■ WHAT YOU ARE ASKED TO DO: Write out the material again with "green tree" switched to "leafy tree" wherever it appears and everything else unchanged. Leave the pictures out.

--- START OF MATERIAL FOR THIS TASK ---

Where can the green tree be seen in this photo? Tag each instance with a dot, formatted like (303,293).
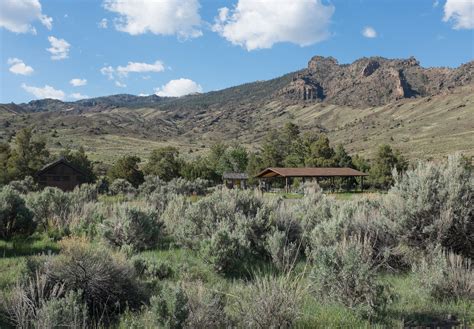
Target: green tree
(234,159)
(164,163)
(199,168)
(79,159)
(28,155)
(127,168)
(273,152)
(380,174)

--- END OF MATERIAL FOR THIS TASK ---

■ EXERCISE ANSWER:
Where can the leafy tree be seen in this photo? Tag each instance with a dot, formatted like (303,293).
Target: leafy tree
(234,159)
(164,163)
(199,168)
(79,159)
(28,155)
(127,168)
(273,152)
(380,174)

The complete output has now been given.